(Beginning of SUPPLIED ENTRIES)

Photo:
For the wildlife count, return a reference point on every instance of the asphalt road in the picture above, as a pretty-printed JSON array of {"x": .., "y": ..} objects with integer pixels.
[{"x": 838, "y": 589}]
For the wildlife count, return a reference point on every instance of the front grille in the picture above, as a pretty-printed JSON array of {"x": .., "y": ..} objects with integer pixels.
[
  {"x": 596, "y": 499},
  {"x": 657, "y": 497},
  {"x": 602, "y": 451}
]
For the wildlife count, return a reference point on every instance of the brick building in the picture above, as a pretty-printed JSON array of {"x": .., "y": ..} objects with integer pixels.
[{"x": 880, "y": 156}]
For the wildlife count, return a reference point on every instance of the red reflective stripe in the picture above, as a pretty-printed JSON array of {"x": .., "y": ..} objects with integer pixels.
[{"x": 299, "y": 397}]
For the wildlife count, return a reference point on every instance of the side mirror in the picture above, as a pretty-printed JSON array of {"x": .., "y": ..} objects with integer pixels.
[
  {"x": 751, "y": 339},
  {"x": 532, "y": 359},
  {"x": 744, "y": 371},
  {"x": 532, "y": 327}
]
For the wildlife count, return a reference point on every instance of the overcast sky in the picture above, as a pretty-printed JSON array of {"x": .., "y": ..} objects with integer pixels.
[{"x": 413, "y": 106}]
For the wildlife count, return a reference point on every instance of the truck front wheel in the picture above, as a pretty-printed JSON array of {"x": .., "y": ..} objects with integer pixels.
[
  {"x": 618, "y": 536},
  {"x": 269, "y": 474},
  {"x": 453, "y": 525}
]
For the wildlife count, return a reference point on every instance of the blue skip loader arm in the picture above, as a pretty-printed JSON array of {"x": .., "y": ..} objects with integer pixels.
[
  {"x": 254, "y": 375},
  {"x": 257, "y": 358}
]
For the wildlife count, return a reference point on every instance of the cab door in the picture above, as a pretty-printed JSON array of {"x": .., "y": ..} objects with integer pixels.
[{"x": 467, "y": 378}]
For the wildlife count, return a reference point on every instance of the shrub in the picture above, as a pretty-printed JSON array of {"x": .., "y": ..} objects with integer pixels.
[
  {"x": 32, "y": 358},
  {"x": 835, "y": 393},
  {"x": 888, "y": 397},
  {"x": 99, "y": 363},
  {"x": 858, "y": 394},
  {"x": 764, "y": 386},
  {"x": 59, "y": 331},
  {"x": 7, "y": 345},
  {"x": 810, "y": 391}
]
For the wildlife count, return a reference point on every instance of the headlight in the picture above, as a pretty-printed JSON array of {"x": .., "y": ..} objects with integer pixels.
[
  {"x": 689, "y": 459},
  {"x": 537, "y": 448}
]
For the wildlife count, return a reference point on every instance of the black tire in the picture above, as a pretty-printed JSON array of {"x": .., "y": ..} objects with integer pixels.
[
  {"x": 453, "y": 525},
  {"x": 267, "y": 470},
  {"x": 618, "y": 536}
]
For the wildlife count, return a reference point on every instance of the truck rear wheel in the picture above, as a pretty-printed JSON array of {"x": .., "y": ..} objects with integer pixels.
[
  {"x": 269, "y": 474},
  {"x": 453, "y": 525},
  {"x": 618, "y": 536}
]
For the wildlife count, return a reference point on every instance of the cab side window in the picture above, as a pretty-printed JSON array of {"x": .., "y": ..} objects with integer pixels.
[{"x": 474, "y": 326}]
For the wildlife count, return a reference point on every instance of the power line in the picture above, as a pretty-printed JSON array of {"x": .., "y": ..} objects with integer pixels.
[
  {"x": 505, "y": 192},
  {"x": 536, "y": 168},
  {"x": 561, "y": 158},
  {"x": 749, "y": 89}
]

(End of SUPPLIED ENTRIES)

## EXERCISE
Return exactly the line that contains "of the headlight" and every line after it, through the last line of the records.

## ANSWER BOX
For the wildlife count, return a reference point on every instance of the headlight in the picture above, as a pretty-printed JSON array of {"x": .., "y": ..} objects with integer pixels.
[
  {"x": 689, "y": 459},
  {"x": 537, "y": 448}
]
For the wildlife count, return a reference point on every instance of the black tire in the picture above, as a pretty-printed JSON array of {"x": .., "y": ..} objects with integer pixels.
[
  {"x": 453, "y": 525},
  {"x": 267, "y": 470},
  {"x": 618, "y": 536}
]
For the wildlife count, return a reference point on every instance of the truck rear wheel in the picture above, as a pretty-printed JSON array of {"x": .., "y": ..} objects with integer pixels.
[
  {"x": 269, "y": 474},
  {"x": 453, "y": 525},
  {"x": 618, "y": 536}
]
For the wildlife count, return a reference point on every instance of the cab side window in the picture above, as a pretty-printed JSON array of {"x": .., "y": ..} objects with integer pixels.
[{"x": 474, "y": 326}]
For the wildlife count, return a reference point on every instance of the power line in the picture above, as a pretty-printed JSON array of {"x": .., "y": ..} objects with integer pixels.
[
  {"x": 505, "y": 192},
  {"x": 536, "y": 168},
  {"x": 561, "y": 158},
  {"x": 749, "y": 89}
]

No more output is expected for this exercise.